**EXTRAHIERTER TEXT:**
┌────────
Furcht vor verschärfter Gewalt

Seine Stimme gab Lula am Sonntag in São Bernardo do Campo ab, einem bedeutenden Standort der Schwerindustrie im Staat São Paulo, wo er einst Gewerkschaftsführer war. Vor Reportern erinnerte Lula danach daran, dass er vor vier Jahren ins Gefängnis gekommen sei und nicht habe wählen gehen können. Nun wolle er versuchen, das Land in die Normalität zurückzuführen und dafür zu sorgen, dass sich das Land wieder um sein Volk kümmere.

Amtsinhaber Bolsonaro erklärte nach seiner Stimmabgabe in Rio de Janeiro, dass «saubere Wahlen respektiert werden» müssten. Es werde auf den ersten Wahlgang ankommen. Als er gefragt wurde, ob er das Ergebnis anerkennen würde, reckte er nur einen Daumen hoch und ging davon.

Im Wahlkampf säte Bolsonaro wiederholt Zweifel am elektronischen Wahlsystem und erklärte, es sei für Betrug anfällig. Einmal gab er auch an, dafür Beweise zu haben, legte sie aber nie vor, obwohl das Wahlamt ihm dafür eine Frist gesetzt hatte. Erst kürzlich sagte der Präsident zudem, sollte er in der der ersten Runde nicht gewinnen, müsse irgendetwas «abnormal» sein.

Beobachter befürchten, dass es in der aufgeheizten Stimmung im Vorfeld der Stichwahl zu verschärfter Gewalt in der viertgrössten Demokratie der Welt kommen könnte. Schon im Wahlkampf hatte es tödliche Auseinandersetzungen zwischen Anhängern des rechten und linken Lagers gegeben.
└────────
**BEREITGESTELLTE DATEN:**
┌────────
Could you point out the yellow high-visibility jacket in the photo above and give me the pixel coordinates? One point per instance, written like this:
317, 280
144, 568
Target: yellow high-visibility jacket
└────────
**DEINE AUFGABE:**
Kannst du im Text über die Wahl in Brasilien alles von „Furcht vor verschärfter“ bis hinunter zu „sein Volk kümmere.“ noch einmal wiedergeben und dabei so aktualisieren, dass „Gewerkschaftsführer“ durch „Gewerkschaftschef“ ersetzt ist?

**LÖSUNG DER AUFGABE:**
Furcht vor verschärfter Gewalt

Seine Stimme gab Lula am Sonntag in São Bernardo do Campo ab, einem bedeutenden Standort der Schwerindustrie im Staat São Paulo, wo er einst Gewerkschaftschef war. Vor Reportern erinnerte Lula danach daran, dass er vor vier Jahren ins Gefängnis gekommen sei und nicht habe wählen gehen können. Nun wolle er versuchen, das Land in die Normalität zurückzuführen und dafür zu sorgen, dass sich das Land wieder um sein Volk kümmere.